— begin Material supplied —

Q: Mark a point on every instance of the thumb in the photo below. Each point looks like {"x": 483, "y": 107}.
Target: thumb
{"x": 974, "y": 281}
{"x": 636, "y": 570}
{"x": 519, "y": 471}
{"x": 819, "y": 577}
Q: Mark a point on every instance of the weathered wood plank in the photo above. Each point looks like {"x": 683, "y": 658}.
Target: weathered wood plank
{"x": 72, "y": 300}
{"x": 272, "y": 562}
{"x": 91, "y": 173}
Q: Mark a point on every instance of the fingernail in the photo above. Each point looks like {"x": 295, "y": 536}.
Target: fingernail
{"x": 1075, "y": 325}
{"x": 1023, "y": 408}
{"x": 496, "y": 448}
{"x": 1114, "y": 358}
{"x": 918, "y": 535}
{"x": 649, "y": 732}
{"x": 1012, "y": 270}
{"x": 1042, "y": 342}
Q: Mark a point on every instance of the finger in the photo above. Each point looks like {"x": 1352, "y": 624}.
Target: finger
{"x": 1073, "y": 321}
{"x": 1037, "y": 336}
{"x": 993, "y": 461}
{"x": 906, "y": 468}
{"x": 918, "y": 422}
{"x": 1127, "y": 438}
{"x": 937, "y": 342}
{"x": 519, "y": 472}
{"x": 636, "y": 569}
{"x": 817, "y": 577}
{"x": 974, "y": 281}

— end Material supplied —

■ **What this task involves**:
Please rewrite the records above, switching every "instance" to "occurrence" and leaving everything else as it is.

■ **Output**:
Q: Mark a point on every occurrence of the thumb in the photo below. Each point looks like {"x": 483, "y": 107}.
Target: thumb
{"x": 974, "y": 281}
{"x": 636, "y": 570}
{"x": 519, "y": 471}
{"x": 819, "y": 577}
Q: Mark a point on every occurrence of the weathered wood plank in the photo above. Each point looks like {"x": 683, "y": 658}.
Target: weathered wood plank
{"x": 72, "y": 300}
{"x": 272, "y": 562}
{"x": 91, "y": 173}
Q: Mark a point on every occurrence of the fingernail in the photo above. Each point looks like {"x": 295, "y": 536}.
Target: fingernail
{"x": 1075, "y": 325}
{"x": 1023, "y": 408}
{"x": 496, "y": 448}
{"x": 1114, "y": 358}
{"x": 918, "y": 535}
{"x": 649, "y": 732}
{"x": 1012, "y": 270}
{"x": 1042, "y": 342}
Q: Mark a point on every occurrence of the finger in the photo above. Each point looks like {"x": 1352, "y": 624}.
Target: finger
{"x": 1073, "y": 321}
{"x": 1037, "y": 336}
{"x": 993, "y": 461}
{"x": 906, "y": 468}
{"x": 918, "y": 422}
{"x": 1127, "y": 438}
{"x": 937, "y": 342}
{"x": 519, "y": 472}
{"x": 636, "y": 569}
{"x": 817, "y": 577}
{"x": 974, "y": 281}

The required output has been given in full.